-- Begin Information shown --

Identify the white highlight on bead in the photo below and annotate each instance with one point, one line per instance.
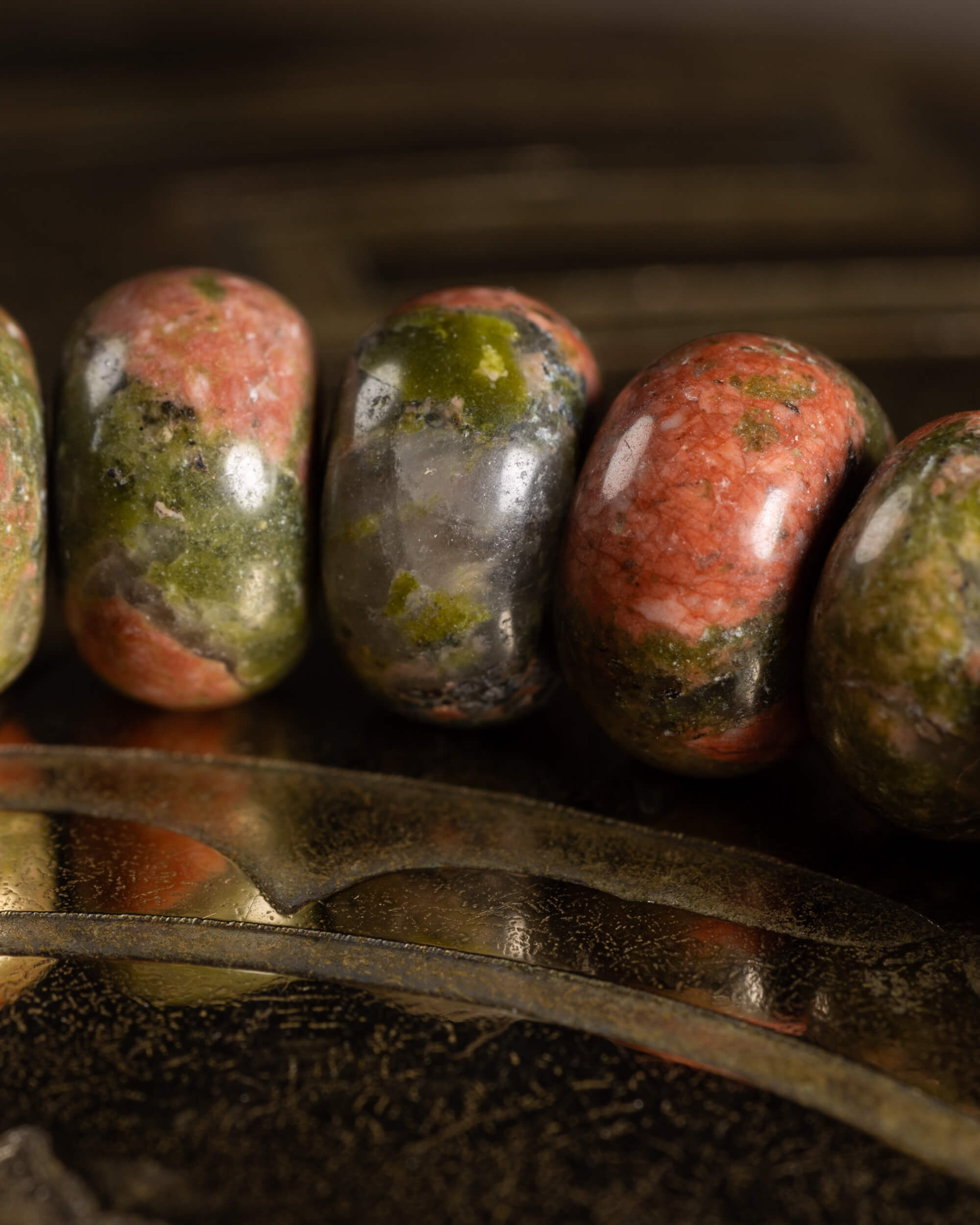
(882, 526)
(626, 457)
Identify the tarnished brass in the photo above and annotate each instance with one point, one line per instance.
(793, 981)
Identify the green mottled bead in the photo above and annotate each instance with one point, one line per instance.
(23, 503)
(893, 657)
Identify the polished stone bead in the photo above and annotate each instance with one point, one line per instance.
(182, 473)
(450, 471)
(23, 503)
(699, 523)
(893, 656)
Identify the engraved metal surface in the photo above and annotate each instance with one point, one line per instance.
(785, 979)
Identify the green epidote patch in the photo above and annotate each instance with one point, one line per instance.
(23, 464)
(430, 619)
(402, 586)
(895, 653)
(758, 430)
(145, 486)
(446, 357)
(771, 388)
(354, 531)
(922, 593)
(669, 686)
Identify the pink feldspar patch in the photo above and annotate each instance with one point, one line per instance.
(707, 484)
(231, 348)
(122, 646)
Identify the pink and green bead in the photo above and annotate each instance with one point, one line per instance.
(182, 466)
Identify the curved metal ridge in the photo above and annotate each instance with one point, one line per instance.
(897, 1114)
(304, 832)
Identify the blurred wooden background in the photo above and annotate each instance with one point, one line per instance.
(653, 188)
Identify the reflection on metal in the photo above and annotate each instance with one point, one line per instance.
(789, 980)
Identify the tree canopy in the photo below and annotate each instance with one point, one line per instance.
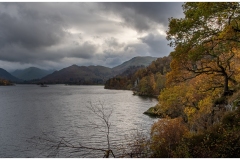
(206, 41)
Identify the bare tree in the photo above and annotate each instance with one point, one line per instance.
(52, 145)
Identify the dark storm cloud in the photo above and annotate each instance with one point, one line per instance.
(59, 34)
(144, 15)
(157, 45)
(28, 30)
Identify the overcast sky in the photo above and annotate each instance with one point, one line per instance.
(57, 35)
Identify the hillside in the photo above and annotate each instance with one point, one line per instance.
(92, 74)
(143, 80)
(136, 61)
(31, 73)
(7, 76)
(78, 75)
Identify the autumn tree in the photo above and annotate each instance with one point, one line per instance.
(206, 41)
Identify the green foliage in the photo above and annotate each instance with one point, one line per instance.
(148, 81)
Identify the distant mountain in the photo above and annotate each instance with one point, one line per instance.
(31, 73)
(79, 75)
(93, 74)
(136, 61)
(5, 75)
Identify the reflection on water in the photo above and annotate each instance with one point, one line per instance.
(60, 111)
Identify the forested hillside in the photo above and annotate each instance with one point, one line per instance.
(143, 80)
(200, 104)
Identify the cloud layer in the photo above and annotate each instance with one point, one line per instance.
(57, 35)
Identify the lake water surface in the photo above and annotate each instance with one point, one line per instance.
(30, 111)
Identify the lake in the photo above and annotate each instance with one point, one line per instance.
(29, 112)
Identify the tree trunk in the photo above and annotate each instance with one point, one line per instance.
(226, 88)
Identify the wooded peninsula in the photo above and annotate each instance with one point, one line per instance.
(197, 84)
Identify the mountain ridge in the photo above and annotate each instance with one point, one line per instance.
(75, 74)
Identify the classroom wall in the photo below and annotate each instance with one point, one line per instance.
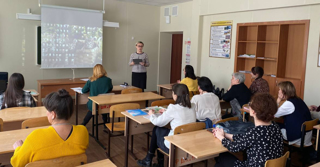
(164, 58)
(18, 39)
(242, 11)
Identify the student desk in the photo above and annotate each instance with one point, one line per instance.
(21, 114)
(140, 98)
(8, 138)
(50, 85)
(137, 125)
(134, 125)
(83, 98)
(193, 147)
(165, 90)
(12, 117)
(105, 162)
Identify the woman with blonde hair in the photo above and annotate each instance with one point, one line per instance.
(295, 112)
(98, 83)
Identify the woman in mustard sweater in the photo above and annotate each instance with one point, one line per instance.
(60, 139)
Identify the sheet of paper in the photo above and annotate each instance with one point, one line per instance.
(78, 89)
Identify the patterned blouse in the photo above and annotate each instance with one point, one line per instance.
(261, 144)
(259, 85)
(26, 100)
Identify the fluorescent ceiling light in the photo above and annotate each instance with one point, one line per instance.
(24, 16)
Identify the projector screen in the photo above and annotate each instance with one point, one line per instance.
(70, 37)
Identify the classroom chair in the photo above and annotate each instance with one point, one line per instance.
(1, 125)
(35, 122)
(131, 90)
(283, 161)
(185, 129)
(163, 102)
(115, 112)
(228, 119)
(307, 126)
(67, 161)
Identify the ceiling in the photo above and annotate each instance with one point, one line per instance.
(156, 2)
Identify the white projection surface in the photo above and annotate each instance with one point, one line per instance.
(70, 38)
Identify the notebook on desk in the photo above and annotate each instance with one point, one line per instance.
(137, 61)
(78, 90)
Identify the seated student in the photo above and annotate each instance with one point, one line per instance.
(176, 114)
(15, 96)
(263, 142)
(295, 113)
(60, 139)
(207, 104)
(238, 94)
(259, 85)
(190, 78)
(99, 83)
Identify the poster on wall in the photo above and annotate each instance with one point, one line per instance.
(188, 48)
(220, 39)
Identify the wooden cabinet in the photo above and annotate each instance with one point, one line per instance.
(280, 48)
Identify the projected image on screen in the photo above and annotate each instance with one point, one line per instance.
(70, 38)
(71, 45)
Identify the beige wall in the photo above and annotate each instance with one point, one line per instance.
(18, 39)
(241, 11)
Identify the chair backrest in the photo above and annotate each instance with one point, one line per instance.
(194, 126)
(192, 93)
(35, 122)
(105, 108)
(115, 110)
(279, 162)
(67, 161)
(131, 90)
(1, 125)
(309, 124)
(306, 127)
(228, 119)
(163, 102)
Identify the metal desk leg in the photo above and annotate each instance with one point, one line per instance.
(77, 105)
(172, 155)
(127, 120)
(317, 146)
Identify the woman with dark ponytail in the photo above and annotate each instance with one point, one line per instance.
(15, 96)
(176, 114)
(59, 140)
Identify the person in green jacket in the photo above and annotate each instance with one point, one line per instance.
(98, 83)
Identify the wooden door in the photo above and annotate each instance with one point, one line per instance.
(176, 57)
(272, 85)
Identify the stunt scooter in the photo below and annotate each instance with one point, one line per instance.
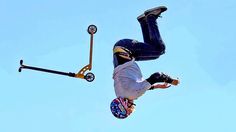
(92, 29)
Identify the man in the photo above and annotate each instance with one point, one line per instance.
(128, 81)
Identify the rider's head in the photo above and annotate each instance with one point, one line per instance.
(122, 107)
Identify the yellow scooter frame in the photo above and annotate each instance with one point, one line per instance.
(92, 29)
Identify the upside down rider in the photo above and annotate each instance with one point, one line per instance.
(129, 84)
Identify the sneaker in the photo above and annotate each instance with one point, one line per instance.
(153, 11)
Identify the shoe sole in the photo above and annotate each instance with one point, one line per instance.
(162, 8)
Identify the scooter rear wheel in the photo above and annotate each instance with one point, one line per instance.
(92, 29)
(89, 77)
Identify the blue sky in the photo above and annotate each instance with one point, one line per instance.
(199, 37)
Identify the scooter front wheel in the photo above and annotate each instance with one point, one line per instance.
(89, 77)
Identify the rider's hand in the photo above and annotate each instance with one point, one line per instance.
(162, 86)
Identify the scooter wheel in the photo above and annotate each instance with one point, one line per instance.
(89, 77)
(21, 62)
(92, 29)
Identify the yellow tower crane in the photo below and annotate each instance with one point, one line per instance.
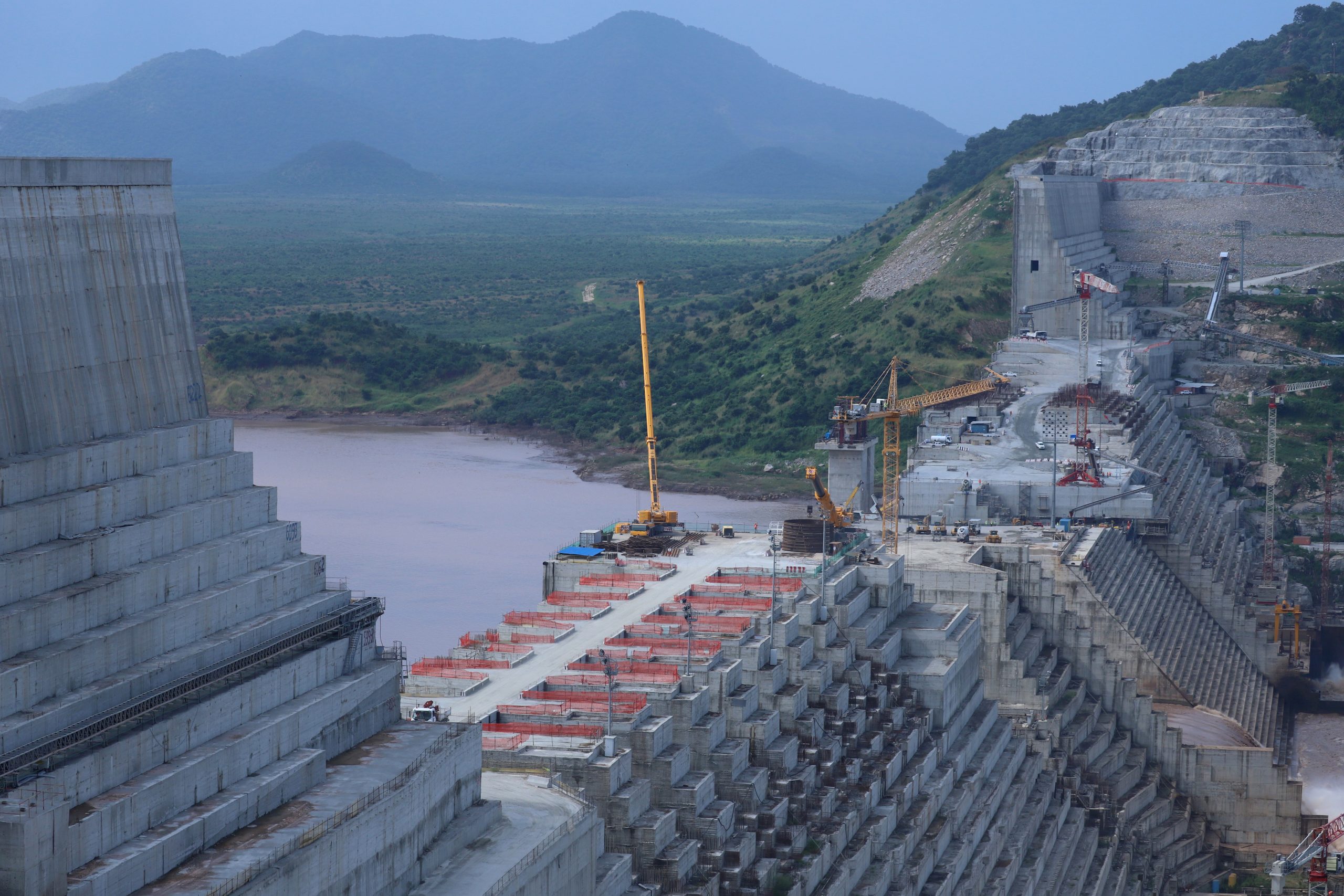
(655, 515)
(890, 416)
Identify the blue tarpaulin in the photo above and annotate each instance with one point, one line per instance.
(582, 553)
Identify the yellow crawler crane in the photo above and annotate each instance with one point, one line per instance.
(655, 515)
(890, 416)
(830, 512)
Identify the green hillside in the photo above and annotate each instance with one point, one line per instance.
(1304, 44)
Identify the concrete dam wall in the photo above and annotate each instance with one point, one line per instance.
(187, 703)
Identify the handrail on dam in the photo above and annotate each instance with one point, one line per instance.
(338, 624)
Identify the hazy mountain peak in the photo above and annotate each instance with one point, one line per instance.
(637, 102)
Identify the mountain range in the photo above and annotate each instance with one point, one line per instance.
(637, 102)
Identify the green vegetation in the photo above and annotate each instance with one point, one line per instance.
(1320, 99)
(1303, 44)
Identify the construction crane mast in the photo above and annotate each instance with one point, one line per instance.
(1309, 852)
(890, 412)
(655, 515)
(1276, 398)
(1084, 467)
(1328, 481)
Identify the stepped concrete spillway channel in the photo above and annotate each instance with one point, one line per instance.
(1006, 718)
(187, 703)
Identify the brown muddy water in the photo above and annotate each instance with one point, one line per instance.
(449, 527)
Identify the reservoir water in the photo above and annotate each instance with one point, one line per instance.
(449, 527)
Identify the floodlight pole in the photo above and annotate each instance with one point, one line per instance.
(774, 568)
(611, 672)
(689, 614)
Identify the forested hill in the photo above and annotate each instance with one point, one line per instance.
(637, 102)
(1301, 45)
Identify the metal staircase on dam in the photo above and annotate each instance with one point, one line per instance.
(1180, 636)
(828, 749)
(171, 661)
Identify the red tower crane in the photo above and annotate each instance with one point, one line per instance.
(1309, 852)
(1084, 467)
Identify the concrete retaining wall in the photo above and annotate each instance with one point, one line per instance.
(96, 336)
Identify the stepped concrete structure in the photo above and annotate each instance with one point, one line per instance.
(1113, 198)
(187, 703)
(1202, 151)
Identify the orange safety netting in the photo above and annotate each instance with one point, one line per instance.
(702, 647)
(524, 617)
(722, 625)
(512, 742)
(505, 647)
(623, 578)
(726, 602)
(423, 667)
(542, 729)
(533, 708)
(647, 565)
(538, 621)
(457, 675)
(526, 637)
(781, 582)
(603, 596)
(624, 698)
(572, 599)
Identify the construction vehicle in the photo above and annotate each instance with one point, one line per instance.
(655, 515)
(850, 421)
(838, 516)
(429, 712)
(1311, 852)
(1285, 609)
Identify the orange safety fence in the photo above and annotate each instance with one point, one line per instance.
(524, 637)
(447, 662)
(603, 596)
(728, 602)
(722, 625)
(505, 647)
(624, 578)
(781, 582)
(512, 742)
(457, 675)
(704, 648)
(524, 617)
(542, 729)
(541, 623)
(647, 565)
(569, 599)
(533, 708)
(624, 698)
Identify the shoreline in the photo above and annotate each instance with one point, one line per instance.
(581, 458)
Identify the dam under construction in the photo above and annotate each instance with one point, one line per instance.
(188, 704)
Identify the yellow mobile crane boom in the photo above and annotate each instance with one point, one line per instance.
(834, 515)
(890, 414)
(655, 515)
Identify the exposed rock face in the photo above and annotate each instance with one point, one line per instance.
(1229, 150)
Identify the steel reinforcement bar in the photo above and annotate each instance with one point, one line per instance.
(335, 625)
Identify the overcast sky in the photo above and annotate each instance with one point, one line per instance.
(971, 64)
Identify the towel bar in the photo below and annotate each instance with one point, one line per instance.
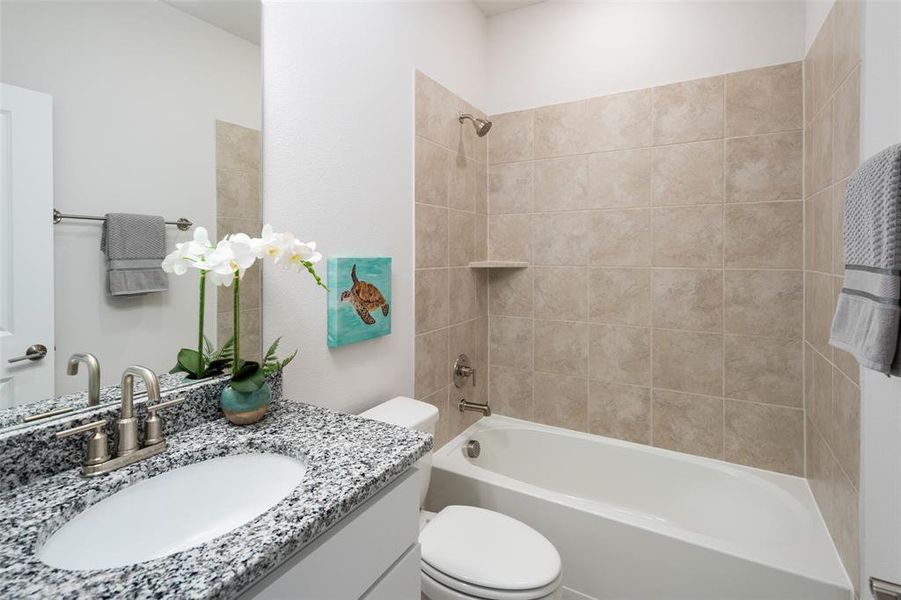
(183, 224)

-- End Information shown --

Stated task:
Copy the lines of the items above without any changes, starting at the line with "Identify the shoreline" and continuing up to and including the line with "(1229, 150)".

Result of the exercise:
Identify the shoreline in the photo above and annotate each instance with one point, one line per instance.
(581, 458)
Identify the dam under construction in the photo above and annotate each instance with one point, one line per instance.
(188, 704)
Identify the yellow mobile crane boom in the photo above and annotate each instance with one point, one line per instance.
(834, 515)
(890, 414)
(655, 515)
Identify the exposed rock face in the photo above and annotate each instance with one point, one line per instance.
(1229, 150)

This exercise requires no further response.